§ **Challenges**
A – Answer these questions using the court excerpt:
(i) On what date did DEQ deny the petition for reconsideration?
(ii) What amount of civil penalty did the final default orders impose?
(iii) Which case supplies the method the court uses to construe statutes?
B – From the court excerpt, reproduce everything from "We construe statutes" down to "Id. at 611.".
C – List each of the ways that respondents contend DEQ erred, according to the court excerpt.

§ **Text to read**

Respondents petitioned for reconsideration on December 23. (4) In the petition, respondents sought reconsideration of the October 11 default final order and the November 26 order denying the late hearing request. DEQ denied that petition on January 29, 2003. On March 31, 2003, respondents filed a petition for judicial review.

Before this court, respondents "seek relief from [DEQ's] entry of the January 29, 2003, Final Order and [DEQ's] underlying [final default orders] imposing a $126,522 civil penalty, plus interest, jointly and severally against [r]espondents." Respondents contend that DEQ erred in the following three ways: (1) by failing to serve the notice of violation on respondents' counsel, as respondents contend that ORS 183.470(3) requires; (2) by failing to serve counsel with the notice of violation and motions for default, (5) as they contend that due process requires; and (3) by denying respondents' late request for hearing and answer and their subsequent petition for reconsideration.

We begin by examining our jurisdiction. In this case, the substantive issues and jurisdictional issues overlap because the requirements for proper service under the Administrative Procedures Act (APA), ORS chapter 183, affect the timeliness of respondents' petition for judicial review. The timeliness of the petition for judicial review is jurisdictional. ORS 183.482(1), which confers jurisdiction upon this court to review final orders in contested cases, provides:

"Jurisdiction for judicial review of contested cases is conferred upon the Court of Appeals. Proceedings for review shall be instituted by filing a petition in the Court of Appeals. The petition shall be filed within 60 days only following the date the order upon which the petition is based is served unless otherwise provided by statute. If a petition for rehearing has been filed, then the petition for review shall be filed within 60 days only following the date the order denying the petition for rehearing is served. If the agency does not otherwise act, a petition for rehearing or reconsideration shall be deemed denied the 60th day following the date the petition was filed, and in such cases, petition for judicial review shall be filed within 60 days only following such date. Date of service shall be the date on which the agency delivered or mailed its order in accordance with ORS 183.470."

(Emphasis added.)

We construe statutes using the familiar method of PGE v. Bureau of Labor and Industries, 317 Or 606, 859 P2d 1143 (1993). To determine the legislature's intent, we begin by examining the statute's text, giving words of common usage their plain meaning. Id. at 610-11. If the legislative intent is unambiguous, we stop at that first level of analysis. Id. at 611.

Here, respondents seek review of the default final orders and the denial of their late request for hearing. We first consider the timeliness of the petition for judicial review of the default final orders, which were dated October 11 and 16, 2002. Unless the time for filing a petition for judicial review was tolled or unless, for some reason, DEQ's default final orders were not actually final orders, respondents were required to file any petition for judicial review by December 10 and 16, 2002. They did not do so until March 31, 2003.

(Items from a data source)
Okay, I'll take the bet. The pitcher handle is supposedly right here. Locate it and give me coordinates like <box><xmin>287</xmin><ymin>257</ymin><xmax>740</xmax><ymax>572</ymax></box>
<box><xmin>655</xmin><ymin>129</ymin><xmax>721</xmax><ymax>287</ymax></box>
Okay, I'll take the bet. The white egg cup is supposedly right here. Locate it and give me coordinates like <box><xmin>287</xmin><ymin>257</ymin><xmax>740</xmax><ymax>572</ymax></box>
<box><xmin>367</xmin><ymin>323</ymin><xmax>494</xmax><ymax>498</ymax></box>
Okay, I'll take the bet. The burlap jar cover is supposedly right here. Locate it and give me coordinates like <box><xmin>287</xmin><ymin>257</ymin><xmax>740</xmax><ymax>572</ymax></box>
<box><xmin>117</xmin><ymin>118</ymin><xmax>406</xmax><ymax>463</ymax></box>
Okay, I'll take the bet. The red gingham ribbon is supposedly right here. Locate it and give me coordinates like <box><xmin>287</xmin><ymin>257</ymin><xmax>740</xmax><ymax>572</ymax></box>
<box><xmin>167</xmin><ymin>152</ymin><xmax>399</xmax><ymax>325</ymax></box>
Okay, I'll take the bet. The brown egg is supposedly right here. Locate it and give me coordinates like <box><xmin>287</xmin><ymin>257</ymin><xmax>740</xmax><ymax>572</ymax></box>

§ **Written responses**
A –
(i) January 29, 2003
(ii) $126,522, plus interest
(iii) PGE v. Bureau of Labor and Industries, 317 Or 606, 859 P2d 1143 (1993)

B –
We construe statutes using the familiar method of PGE v. Bureau of Labor and Industries, 317 Or 606, 859 P2d 1143 (1993). To determine the legislature's intent, we begin by examining the statute's text, giving words of common usage their plain meaning. Id. at 610-11. If the legislative intent is unambiguous, we stop at that first level of analysis. Id. at 611.

C –
1. Failing to serve the notice of violation on respondents' counsel, as respondents contend that ORS 183.470(3) requires
2. Failing to serve counsel with the notice of violation and motions for default, as they contend that due process requires
3. Denying respondents' late request for hearing and answer and their subsequent petition for reconsideration